■ **EXTRACT PROVIDED**
═══
President Barack Obama has one amazing and infuriating trait for every political analyst following him and everyone who ever voted for him and everyone who’s ever worked against him: Incredible timing.
Obama gets beat up over and over again in the
press and from Republicans and their minions in the public. Then somehow some
way, just when it looks like he’s never going to recover, he gives a speech,
makes a deal or pulls off a stunt that puts everyone back on their heels
collectively, asking “How long has he been planning that?”
With his announcement Sunday that U.S. special
operations forces had hunted down and killed Osama bin Laden, Obama proved once
again that he is the master of the last minute political save.
Heading into last week Obama’s political
fortunes seemed at their usual tenuous level. The Democrats had survived the
budget battles with Republicans without totally capitulating everything they
claimed they stood for, but at the same time bigger problems were just over the
horizon. In late April gas prices started surging unexpectedly, slowing our
sluggish economic outlook, even worse race baiting reality T.V. toupee salesman
Donald Trump was gobbling up all available airtime again dredging up the
boogeyman that Obama wasn’t born in the United States. What’s a president to
do?
Obama broke out with the triple political
karate chop laying waste to his political foes and they still don’t know how he
did it. He started last Thursday by releasing his “long form” birth
certificate, which effectively made “birthers” look even more ridiculous. It’s
one thing to claim this is a movement of junior genealogists who figured out
where Obama was born when no one else had, but now in the face of even more
evidence they have to become part time forgery analysts as well. No one is
going to believe that one.
Then Obama went to the White House
Correspondents’ dinner and laid so much wood to Trump in the president’s
comedic speech that The Donald will be pulling splinters out of his face for
months. Which will give him just enough time to find an excuse to drop out of
the race. Finally on Sunday night Obama releases the final salvo of his “Take
‘em to the bridge” political tour and takes credit for killing Osama bin Laden.
The facts are clear, Obama managed to do in two years what Bush couldn’t figure
out in eight.
Now this would not be America if we didn’t
have a healthy number of skeptics about the death of bin Laden. But what political
end could that skepticism serve? Did Obama order Osama bin Laden killed to
advance his career? Of course he did, but it’s also his job to kill the most
wanted man in American history next to John Wilkes Booth. Is bin Laden really
dead, or is this whole event a sham? Realistically speaking who knows when bin
Laden died or how. If you must question the official story then what difference
would it make if he were still alive?
═══
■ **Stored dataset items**
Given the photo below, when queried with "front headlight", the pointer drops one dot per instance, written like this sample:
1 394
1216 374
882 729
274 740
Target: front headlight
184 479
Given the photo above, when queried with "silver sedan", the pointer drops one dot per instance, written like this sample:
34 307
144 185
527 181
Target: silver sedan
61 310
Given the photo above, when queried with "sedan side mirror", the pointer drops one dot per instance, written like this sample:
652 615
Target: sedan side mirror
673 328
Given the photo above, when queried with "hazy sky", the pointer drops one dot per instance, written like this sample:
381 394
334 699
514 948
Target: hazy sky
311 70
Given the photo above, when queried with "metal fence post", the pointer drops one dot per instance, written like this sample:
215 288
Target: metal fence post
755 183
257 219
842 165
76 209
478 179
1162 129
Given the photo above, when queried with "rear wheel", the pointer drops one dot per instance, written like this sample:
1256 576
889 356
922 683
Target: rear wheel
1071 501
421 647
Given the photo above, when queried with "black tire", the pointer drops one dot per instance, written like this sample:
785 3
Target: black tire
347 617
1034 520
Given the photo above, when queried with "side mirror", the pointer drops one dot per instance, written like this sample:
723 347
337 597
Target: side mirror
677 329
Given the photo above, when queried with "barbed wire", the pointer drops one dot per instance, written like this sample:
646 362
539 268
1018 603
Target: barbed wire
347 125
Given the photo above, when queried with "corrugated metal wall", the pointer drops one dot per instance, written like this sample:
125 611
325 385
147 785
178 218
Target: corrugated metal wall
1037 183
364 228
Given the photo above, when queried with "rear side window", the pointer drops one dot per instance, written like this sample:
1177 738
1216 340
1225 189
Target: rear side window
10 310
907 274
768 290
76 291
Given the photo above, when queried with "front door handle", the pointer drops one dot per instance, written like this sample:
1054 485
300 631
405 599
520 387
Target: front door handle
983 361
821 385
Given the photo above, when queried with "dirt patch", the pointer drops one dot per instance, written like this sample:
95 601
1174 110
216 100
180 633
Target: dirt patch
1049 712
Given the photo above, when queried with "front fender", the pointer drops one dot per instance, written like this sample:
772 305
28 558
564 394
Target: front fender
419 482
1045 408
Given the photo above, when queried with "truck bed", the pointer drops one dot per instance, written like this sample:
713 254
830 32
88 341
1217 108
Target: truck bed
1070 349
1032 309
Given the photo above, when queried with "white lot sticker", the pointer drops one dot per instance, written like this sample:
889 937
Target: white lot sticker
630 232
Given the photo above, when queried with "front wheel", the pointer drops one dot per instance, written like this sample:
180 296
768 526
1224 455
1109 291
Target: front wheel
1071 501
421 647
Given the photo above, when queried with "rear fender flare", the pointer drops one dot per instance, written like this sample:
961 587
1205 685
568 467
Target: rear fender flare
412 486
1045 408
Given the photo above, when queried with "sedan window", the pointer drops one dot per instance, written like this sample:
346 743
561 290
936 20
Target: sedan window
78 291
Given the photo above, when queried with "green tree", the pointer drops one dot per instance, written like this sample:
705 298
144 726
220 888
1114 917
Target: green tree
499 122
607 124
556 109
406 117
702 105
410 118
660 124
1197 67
═══
■ **TASKS AND EXERCISES**
1: In two sentences, what is the gist of the commentary on Obama's political timing above?
2: Reproduce a passage from the commentary on Obama's political timing above: begin at the words "Then Obama went" and stop after "out in eight.".

■ **COMPLETED EXERCISE**
1: The commentary argues that Obama is the master of the last-minute political save: facing rising gas prices and Donald Trump's renewed claims that he wasn't born in the United States, he released his long-form birth certificate, mocked Trump at the White House Correspondents' dinner, and announced that U.S. special operations forces had killed Osama bin Laden. It then acknowledges skeptics of bin Laden's death and asks what political end their skepticism could serve.

2:
Then Obama went to the White House
Correspondents’ dinner and laid so much wood to Trump in the president’s
comedic speech that The Donald will be pulling splinters out of his face for
months. Which will give him just enough time to find an excuse to drop out of
the race. Finally on Sunday night Obama releases the final salvo of his “Take
‘em to the bridge” political tour and takes credit for killing Osama bin Laden.
The facts are clear, Obama managed to do in two years what Bush couldn’t figure
out in eight.